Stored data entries

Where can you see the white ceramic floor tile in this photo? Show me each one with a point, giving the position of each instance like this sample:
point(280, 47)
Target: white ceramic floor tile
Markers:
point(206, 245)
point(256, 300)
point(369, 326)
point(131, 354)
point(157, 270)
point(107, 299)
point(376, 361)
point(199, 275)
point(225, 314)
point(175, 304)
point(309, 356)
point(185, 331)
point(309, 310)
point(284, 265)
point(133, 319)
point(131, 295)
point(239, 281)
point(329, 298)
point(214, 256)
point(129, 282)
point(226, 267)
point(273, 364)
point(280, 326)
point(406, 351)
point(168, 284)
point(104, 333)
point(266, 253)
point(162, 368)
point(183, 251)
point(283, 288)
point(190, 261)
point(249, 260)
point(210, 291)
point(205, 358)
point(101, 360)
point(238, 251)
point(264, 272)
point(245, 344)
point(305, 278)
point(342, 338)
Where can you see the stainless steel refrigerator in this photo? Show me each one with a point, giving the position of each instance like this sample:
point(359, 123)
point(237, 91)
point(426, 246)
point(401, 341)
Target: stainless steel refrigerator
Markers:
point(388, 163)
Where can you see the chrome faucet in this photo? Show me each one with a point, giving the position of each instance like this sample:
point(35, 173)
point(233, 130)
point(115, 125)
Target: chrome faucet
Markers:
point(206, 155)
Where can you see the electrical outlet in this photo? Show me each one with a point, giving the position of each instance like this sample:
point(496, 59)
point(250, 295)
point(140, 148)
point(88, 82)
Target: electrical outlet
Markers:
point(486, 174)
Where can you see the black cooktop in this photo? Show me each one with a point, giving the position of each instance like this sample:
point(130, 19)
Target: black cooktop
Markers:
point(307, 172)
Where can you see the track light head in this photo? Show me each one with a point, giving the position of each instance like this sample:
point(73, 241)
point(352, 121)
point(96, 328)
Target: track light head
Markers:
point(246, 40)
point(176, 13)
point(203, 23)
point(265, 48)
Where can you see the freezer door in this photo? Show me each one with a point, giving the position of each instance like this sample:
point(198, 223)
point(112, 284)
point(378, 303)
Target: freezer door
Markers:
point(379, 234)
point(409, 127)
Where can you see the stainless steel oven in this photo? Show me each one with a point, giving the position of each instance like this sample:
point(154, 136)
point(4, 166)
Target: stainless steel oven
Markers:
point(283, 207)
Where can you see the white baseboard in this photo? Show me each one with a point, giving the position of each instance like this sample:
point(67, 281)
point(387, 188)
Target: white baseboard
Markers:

— WHAT IS REQUIRED —
All the records, from start to finish, are to be repeated exactly.

— RESULT OF THE EXERCISE —
Where can you see the white ceramic floor tile in this photo? Show me each one with a point, giving the position of each instance like this sample:
point(280, 47)
Target: white ceramic floor tile
Markers:
point(206, 245)
point(256, 300)
point(369, 326)
point(131, 354)
point(157, 270)
point(107, 299)
point(376, 361)
point(199, 275)
point(225, 314)
point(175, 304)
point(309, 356)
point(185, 331)
point(309, 310)
point(284, 265)
point(133, 319)
point(131, 295)
point(239, 281)
point(329, 298)
point(214, 256)
point(129, 282)
point(226, 267)
point(273, 364)
point(280, 326)
point(406, 351)
point(168, 284)
point(104, 333)
point(266, 253)
point(162, 368)
point(183, 251)
point(283, 288)
point(190, 261)
point(249, 260)
point(210, 291)
point(205, 358)
point(101, 360)
point(238, 251)
point(264, 272)
point(245, 344)
point(305, 278)
point(342, 338)
Where can you see the stainless steel refrigerator in this photo? Show me each one with a point, giving the position of each instance like this sample:
point(359, 123)
point(237, 91)
point(426, 246)
point(401, 341)
Target: stainless steel refrigerator
Markers:
point(388, 163)
Where can you see the chrome faucet in this photo? Show me each one with a point, giving the position of each instance like this sample:
point(35, 173)
point(233, 130)
point(115, 125)
Target: chrome faucet
Markers:
point(206, 155)
Where can you see the electrical outlet in this photo? Show me each one with a point, giving the position of each instance like this sample:
point(496, 59)
point(250, 295)
point(140, 148)
point(88, 82)
Target: electrical outlet
Markers:
point(486, 174)
Where can you see the black cooktop in this photo? Show me each one with a point, giving the position of each instance like this sample:
point(130, 19)
Target: black cooktop
Markers:
point(307, 172)
Where can you see the track light head in this photo? Show me each one with a point, giving the position of each instance like this sample:
point(73, 241)
point(352, 121)
point(96, 328)
Target: track light head
Markers:
point(246, 40)
point(176, 13)
point(203, 23)
point(265, 48)
Where can you see the freezer door in this photo? Show me each one with a point, giving the position of each instance like this sample:
point(198, 223)
point(112, 284)
point(378, 303)
Target: freezer door
Markers:
point(379, 234)
point(409, 127)
Where can you see the stainless steel oven in this photo? Show me each one with a point, giving the position of each instance like this sample:
point(154, 136)
point(4, 166)
Target: stainless steel oven
Markers:
point(283, 207)
Where can you see the white baseboard in this photo? Show me each one with a point, giving the position of each instance like this sample:
point(67, 281)
point(387, 188)
Target: white baseboard
Markers:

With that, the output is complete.